DATA SUPPLIED below:

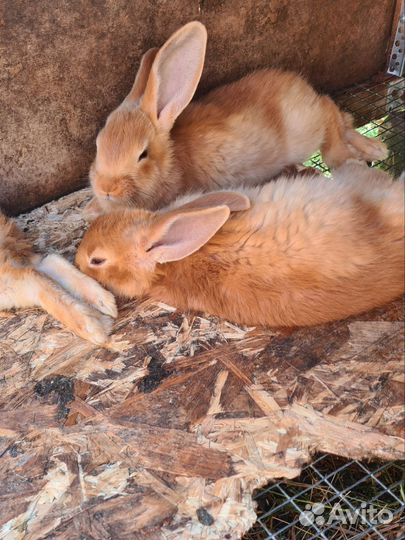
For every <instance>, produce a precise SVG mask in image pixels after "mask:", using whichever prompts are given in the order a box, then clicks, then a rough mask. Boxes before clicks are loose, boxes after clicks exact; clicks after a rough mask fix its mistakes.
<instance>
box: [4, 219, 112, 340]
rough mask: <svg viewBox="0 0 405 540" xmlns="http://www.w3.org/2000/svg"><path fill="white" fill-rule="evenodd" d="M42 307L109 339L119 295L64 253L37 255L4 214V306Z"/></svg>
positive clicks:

End of DATA SUPPLIED.
DATA SUPPLIED below:

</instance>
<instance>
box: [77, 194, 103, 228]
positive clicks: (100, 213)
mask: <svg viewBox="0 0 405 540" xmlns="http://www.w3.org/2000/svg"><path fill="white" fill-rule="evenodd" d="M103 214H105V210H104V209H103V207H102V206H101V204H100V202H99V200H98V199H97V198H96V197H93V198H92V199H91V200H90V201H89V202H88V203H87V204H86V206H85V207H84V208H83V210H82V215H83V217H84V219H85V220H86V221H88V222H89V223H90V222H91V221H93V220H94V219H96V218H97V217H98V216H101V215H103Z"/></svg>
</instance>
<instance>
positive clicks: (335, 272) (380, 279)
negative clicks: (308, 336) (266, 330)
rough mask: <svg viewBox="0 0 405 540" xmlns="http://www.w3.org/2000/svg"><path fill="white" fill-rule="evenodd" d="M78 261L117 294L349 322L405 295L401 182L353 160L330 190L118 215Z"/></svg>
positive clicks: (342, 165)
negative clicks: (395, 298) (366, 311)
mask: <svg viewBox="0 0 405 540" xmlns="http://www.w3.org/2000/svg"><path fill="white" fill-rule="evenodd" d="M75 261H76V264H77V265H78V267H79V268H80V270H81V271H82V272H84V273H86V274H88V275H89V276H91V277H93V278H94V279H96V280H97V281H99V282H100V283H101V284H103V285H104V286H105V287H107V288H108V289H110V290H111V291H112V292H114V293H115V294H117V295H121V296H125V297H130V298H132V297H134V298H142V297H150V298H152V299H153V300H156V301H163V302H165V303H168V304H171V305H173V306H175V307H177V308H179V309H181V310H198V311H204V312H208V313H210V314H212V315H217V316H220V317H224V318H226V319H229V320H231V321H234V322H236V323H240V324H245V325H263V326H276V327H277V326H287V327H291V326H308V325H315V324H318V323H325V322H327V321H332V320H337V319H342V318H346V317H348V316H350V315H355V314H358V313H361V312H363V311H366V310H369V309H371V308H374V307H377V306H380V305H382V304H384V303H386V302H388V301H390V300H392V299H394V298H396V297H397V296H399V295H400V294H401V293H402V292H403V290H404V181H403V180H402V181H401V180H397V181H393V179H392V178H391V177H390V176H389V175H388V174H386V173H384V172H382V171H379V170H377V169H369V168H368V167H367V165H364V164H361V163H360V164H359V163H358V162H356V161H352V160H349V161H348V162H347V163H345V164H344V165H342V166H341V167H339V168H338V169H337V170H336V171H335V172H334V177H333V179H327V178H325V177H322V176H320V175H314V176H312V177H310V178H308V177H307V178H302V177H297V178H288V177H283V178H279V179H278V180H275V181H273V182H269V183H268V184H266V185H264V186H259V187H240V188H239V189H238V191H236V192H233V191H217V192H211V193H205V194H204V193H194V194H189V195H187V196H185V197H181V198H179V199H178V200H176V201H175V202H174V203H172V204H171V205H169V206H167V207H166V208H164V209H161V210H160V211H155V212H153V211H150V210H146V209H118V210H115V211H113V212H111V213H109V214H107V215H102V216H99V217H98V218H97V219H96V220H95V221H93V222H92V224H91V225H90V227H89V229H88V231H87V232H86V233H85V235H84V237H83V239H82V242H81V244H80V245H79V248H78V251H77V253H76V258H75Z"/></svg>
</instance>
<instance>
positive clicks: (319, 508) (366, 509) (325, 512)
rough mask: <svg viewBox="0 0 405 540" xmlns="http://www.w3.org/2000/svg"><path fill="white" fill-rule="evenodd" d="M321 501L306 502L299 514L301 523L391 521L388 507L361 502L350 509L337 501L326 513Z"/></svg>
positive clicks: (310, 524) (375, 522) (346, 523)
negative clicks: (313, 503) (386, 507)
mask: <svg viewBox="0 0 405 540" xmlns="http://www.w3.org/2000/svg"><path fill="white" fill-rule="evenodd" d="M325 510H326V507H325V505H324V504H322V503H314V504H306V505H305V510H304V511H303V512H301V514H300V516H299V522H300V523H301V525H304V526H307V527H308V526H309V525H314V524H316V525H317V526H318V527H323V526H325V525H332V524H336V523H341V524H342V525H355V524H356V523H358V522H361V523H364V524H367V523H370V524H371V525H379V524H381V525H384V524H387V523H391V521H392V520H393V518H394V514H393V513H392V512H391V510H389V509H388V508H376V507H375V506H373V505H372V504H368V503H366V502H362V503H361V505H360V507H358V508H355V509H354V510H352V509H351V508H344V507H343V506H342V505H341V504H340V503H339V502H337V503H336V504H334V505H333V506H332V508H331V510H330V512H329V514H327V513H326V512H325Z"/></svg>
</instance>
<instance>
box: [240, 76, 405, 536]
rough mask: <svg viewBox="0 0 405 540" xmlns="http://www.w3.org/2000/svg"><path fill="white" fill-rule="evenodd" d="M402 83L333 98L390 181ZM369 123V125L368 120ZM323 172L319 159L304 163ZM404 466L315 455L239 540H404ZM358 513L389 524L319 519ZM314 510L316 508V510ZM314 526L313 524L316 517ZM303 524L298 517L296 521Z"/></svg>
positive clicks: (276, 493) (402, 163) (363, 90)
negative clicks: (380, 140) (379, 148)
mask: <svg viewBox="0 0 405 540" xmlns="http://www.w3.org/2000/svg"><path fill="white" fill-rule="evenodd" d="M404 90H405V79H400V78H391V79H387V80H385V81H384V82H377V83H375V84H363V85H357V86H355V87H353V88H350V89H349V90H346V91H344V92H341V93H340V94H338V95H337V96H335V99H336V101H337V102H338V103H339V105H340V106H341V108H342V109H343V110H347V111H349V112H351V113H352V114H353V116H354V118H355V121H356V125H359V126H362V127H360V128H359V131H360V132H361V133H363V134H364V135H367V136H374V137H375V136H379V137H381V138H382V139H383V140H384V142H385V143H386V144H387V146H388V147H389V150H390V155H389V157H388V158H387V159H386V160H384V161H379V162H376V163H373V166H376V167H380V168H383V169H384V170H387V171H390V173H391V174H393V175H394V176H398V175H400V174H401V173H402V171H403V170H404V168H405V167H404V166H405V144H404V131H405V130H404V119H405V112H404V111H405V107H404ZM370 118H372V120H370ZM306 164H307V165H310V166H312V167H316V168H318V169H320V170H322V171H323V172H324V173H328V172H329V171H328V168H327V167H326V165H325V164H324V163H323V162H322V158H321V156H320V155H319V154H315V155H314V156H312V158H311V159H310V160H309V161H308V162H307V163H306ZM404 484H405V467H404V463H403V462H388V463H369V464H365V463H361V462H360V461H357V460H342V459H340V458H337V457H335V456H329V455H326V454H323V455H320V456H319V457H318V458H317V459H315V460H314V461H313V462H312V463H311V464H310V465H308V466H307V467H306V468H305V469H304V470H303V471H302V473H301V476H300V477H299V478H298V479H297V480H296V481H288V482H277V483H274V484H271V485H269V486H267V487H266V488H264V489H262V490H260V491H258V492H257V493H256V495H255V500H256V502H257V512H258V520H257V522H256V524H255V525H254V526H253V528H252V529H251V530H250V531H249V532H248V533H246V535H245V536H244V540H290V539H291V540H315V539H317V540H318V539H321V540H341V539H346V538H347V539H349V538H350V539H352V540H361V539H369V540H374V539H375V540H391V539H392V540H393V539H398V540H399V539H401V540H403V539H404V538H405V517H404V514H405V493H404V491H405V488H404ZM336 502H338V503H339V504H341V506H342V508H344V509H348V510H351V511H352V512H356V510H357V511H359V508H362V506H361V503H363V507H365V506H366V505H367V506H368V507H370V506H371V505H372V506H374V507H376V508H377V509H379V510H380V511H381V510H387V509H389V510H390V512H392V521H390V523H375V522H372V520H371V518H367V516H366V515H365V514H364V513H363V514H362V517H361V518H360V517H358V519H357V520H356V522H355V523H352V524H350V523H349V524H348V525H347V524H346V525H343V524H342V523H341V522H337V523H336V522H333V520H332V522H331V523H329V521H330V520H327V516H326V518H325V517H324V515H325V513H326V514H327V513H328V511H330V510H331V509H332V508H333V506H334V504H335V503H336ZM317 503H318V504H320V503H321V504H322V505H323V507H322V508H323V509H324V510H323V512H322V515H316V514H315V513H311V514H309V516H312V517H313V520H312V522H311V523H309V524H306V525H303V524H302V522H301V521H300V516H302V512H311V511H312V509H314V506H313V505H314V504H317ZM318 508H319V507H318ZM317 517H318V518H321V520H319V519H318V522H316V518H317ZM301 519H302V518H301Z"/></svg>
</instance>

End of DATA SUPPLIED.

TRY IT >>
Rewrite the part of the records that opens with the line containing "negative clicks: (313, 503) (386, 507)" and closes with the line containing "positive clicks: (276, 493)", putting "coarse mask" in place of "rough mask" and leaving everything else unchanged.

TASK RESULT >>
negative clicks: (313, 503) (386, 507)
mask: <svg viewBox="0 0 405 540" xmlns="http://www.w3.org/2000/svg"><path fill="white" fill-rule="evenodd" d="M325 510H326V507H325V505H324V504H322V503H314V504H306V505H305V510H304V511H303V512H301V514H300V516H299V522H300V523H301V525H304V526H307V527H308V526H309V525H314V524H316V525H317V526H318V527H323V526H325V525H332V524H336V523H341V524H342V525H355V524H356V523H358V522H361V523H364V524H367V523H370V524H371V525H379V524H381V525H384V524H387V523H391V521H392V520H393V518H394V514H393V513H392V512H391V510H389V509H388V508H376V507H375V506H373V505H372V504H368V503H366V502H362V503H361V505H360V507H358V508H355V509H354V510H352V509H351V508H344V507H343V506H342V505H341V504H340V503H339V502H337V503H336V504H334V505H333V506H332V508H331V510H330V512H329V514H327V513H326V512H325Z"/></svg>
</instance>
<instance>
box: [240, 76, 405, 536]
coarse mask: <svg viewBox="0 0 405 540" xmlns="http://www.w3.org/2000/svg"><path fill="white" fill-rule="evenodd" d="M402 83L333 98L390 181ZM369 123V125L368 120ZM323 172L319 159L304 163ZM404 466L315 455L239 540H404ZM358 513L389 524L319 519ZM314 510L316 508V510ZM314 526L313 524L316 517ZM303 524L298 517L296 521Z"/></svg>
positive clicks: (276, 493) (402, 163) (363, 90)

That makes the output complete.